=== SUPPLIED RECORDS ===

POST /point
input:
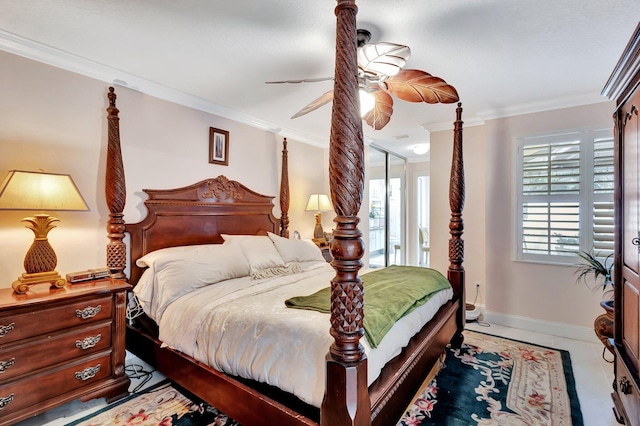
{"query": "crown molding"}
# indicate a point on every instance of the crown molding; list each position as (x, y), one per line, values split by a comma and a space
(58, 58)
(520, 109)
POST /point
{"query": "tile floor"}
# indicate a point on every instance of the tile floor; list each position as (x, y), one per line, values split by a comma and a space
(593, 376)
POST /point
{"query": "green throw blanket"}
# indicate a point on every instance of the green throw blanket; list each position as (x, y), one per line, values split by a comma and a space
(389, 294)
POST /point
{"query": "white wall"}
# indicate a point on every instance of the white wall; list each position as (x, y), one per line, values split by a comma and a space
(544, 292)
(528, 295)
(55, 120)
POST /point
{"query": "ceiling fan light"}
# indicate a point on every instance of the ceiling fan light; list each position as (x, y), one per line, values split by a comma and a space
(367, 101)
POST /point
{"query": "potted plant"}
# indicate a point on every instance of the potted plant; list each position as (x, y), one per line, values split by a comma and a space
(591, 266)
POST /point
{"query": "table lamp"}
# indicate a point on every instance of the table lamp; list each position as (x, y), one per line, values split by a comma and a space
(318, 203)
(23, 190)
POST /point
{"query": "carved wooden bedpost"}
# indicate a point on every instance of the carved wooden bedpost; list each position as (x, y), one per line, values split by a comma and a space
(455, 272)
(115, 191)
(284, 192)
(346, 401)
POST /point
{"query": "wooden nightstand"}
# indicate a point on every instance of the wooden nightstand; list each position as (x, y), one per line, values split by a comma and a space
(326, 253)
(57, 345)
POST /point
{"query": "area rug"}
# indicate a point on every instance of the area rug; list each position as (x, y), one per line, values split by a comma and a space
(163, 404)
(489, 381)
(497, 381)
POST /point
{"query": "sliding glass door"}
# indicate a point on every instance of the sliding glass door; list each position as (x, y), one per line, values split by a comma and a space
(387, 211)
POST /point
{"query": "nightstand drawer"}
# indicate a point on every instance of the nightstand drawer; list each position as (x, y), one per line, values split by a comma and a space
(19, 326)
(40, 352)
(38, 388)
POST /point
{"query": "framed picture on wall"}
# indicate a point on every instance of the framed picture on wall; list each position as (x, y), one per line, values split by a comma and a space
(218, 146)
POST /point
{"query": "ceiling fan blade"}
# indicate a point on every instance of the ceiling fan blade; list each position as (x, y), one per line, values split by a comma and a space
(382, 58)
(304, 80)
(420, 86)
(325, 98)
(380, 115)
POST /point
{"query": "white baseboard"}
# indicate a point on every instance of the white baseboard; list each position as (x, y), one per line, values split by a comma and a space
(540, 326)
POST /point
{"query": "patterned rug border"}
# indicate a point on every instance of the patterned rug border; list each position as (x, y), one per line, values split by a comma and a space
(124, 400)
(567, 367)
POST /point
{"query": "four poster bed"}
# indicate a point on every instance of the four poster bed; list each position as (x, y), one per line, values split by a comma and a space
(215, 214)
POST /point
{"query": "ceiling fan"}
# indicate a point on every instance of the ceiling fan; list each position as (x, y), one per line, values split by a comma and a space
(380, 75)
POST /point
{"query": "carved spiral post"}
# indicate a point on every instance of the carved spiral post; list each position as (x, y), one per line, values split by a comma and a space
(347, 400)
(284, 192)
(115, 191)
(455, 272)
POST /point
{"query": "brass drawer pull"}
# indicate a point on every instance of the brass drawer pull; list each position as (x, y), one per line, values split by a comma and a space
(5, 329)
(88, 342)
(88, 312)
(4, 401)
(4, 365)
(625, 386)
(88, 373)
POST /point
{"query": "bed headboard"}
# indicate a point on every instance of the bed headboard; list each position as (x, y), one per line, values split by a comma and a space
(194, 214)
(199, 214)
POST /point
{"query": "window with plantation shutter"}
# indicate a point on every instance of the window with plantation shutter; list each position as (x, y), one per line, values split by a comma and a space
(565, 196)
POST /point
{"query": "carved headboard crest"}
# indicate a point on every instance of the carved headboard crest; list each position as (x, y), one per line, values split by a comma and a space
(220, 189)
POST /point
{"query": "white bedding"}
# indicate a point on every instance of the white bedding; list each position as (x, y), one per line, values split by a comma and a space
(242, 327)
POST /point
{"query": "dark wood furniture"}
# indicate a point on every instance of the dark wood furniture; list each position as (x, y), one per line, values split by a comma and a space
(57, 345)
(623, 86)
(199, 213)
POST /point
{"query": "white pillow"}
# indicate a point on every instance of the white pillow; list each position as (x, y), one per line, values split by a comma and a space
(259, 251)
(175, 271)
(296, 250)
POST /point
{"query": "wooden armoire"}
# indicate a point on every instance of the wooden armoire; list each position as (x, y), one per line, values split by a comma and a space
(624, 87)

===

- YOUR TASK -
Every line of the material above must be written out exactly, with no pictures.

- RESPONSE TO THIS EXERCISE -
POST /point
input:
{"query": "crown molding"}
# indicate a point on every instance of the crown molding; list each position as (x, y), one per line, values split by a comma and a space
(58, 58)
(520, 109)
POST /point
{"query": "tile floor"}
# indicate a point on every instance of the tile floor; list each position as (x, y), one per line, values split by a comma and a space
(593, 376)
POST /point
{"query": "green throw blanket"}
# indicate a point on every instance of the green throw blanket; list each position as (x, y), one per line, values split by a comma and a space
(389, 294)
POST /point
{"query": "white wall"}
# indicate a point on every instance of the white wall; list each position as (x, y), one per line, values split by a comma and a space
(544, 292)
(528, 295)
(55, 120)
POST /point
{"query": "ceiling fan light"}
# indicate a point on every instance of the ceiling fan light; list each position as (x, y), one per line, values split by a comma and a space
(367, 101)
POST /point
{"query": "potted plant"}
# indicate a point on every instance of the potted plant; list each position as (x, y), one per line, values split by a comma and a space
(591, 266)
POST /point
{"query": "table lamp"}
# indicate a point on every instance of the table lamp; list each position as (x, y), one per line, values split by a comma and a space
(318, 203)
(23, 190)
POST /point
{"query": "carved wooden bedpost"}
# indicate a point on every instance of the carved wooden bedpost; list each position as (x, y), one per line, values split by a comma and a space
(455, 272)
(115, 191)
(284, 192)
(346, 401)
POST /point
{"query": "wooden nightstand"}
# indicate a point on every instance of the wooden nightstand; list each position as (x, y), one per line, values split by a comma and a space
(326, 253)
(57, 345)
POST /point
{"query": "area rug"}
# indicate a point on every instance of the area rug; list each position as (x, y), one per line, values split by a comma and a space
(163, 404)
(489, 381)
(497, 381)
POST /point
{"query": "sliding glass door"}
# indicate a point on every instance of the sliding glass door; list each position as (x, y), one per line, values split by a comma and a space
(387, 211)
POST /point
{"query": "nightstand drawer"}
# indicate a point on every instance of the nightstand drawer; list each position as (x, y), one per line, values split by a comma and a space
(19, 326)
(40, 352)
(38, 388)
POST /point
{"query": "framed picture on wall"}
# indicate a point on every instance of the framed picture on wall; list each position as (x, y), one per line, values split by a comma and a space
(218, 146)
POST /point
{"query": "ceiling fan blade"}
# indicate a point on every instance of the ceiling fan blade; list each position as (x, y), one per line, values split by a comma and a space
(382, 58)
(304, 80)
(420, 86)
(325, 98)
(380, 115)
POST /point
{"query": "white baseboard"}
# indicate a point on every instance of the white baseboard; list each position as (x, y), one per line, values split by a comma and a space
(540, 326)
POST /point
{"query": "patterned rug border"}
# indicate a point on every instance of the patterned rug border; list each position as (x, y), one per line, values split by a comma and a space
(124, 400)
(567, 367)
POST /point
{"query": "four poster bed"}
# indicate a point on every instance of the four poster bed; list each position as (x, y), one per line, values split by a comma and a space
(215, 214)
POST /point
{"query": "ceiling fan"}
# indicate a point on every instance of the ceiling fan; list each position as (x, y), one per line, values split by a comma and a space
(380, 75)
POST /point
{"query": "carved spiral post"}
# indicate a point on every instance of the carved spiral post; list each position as (x, y), one per line, values split by a comma and a space
(347, 400)
(284, 192)
(115, 191)
(455, 272)
POST /point
{"query": "brass drawer pull"}
# indicate a point on every instance of the brass drawer pull; list each position as (x, y), one per line, values split by a comma and a space
(5, 329)
(88, 342)
(88, 312)
(4, 401)
(4, 365)
(625, 386)
(88, 373)
POST /point
{"query": "bed headboard"}
# indicate a point on every instance of the bed headboard; list each position as (x, y), one per line, values split by a comma and a space
(194, 214)
(199, 214)
POST /point
{"query": "window with plantation shutter"}
# indicate a point on every instance of the window with plantation shutter; list each position as (x, y), one per line, values split by a comma and a space
(565, 196)
POST /point
{"query": "carved headboard crest"}
# indicate a point on every instance of the carved headboard crest; list each position as (x, y), one per line, values split by a comma and a space
(220, 189)
POST /point
{"query": "white bedding"}
# indicate a point on every instance of the white bedding; list each position as (x, y), one per line, values split by a comma and a space
(242, 327)
POST /point
{"query": "dark wood furniture"}
# indicate a point on every instance of the dark wood furniture; list each position as (x, y), one per line, values split by a comma and a space
(57, 345)
(623, 86)
(199, 213)
POST /point
{"query": "white pillow"}
# indicate a point on every instance of the white pillow; list each position as (x, y), one per line, values split by a comma and a space
(259, 251)
(175, 271)
(296, 250)
POST /point
{"query": "wooden armoire"}
# indicate a point on every instance of the wooden armoire; list each position as (x, y), one per line, values split by a comma and a space
(624, 87)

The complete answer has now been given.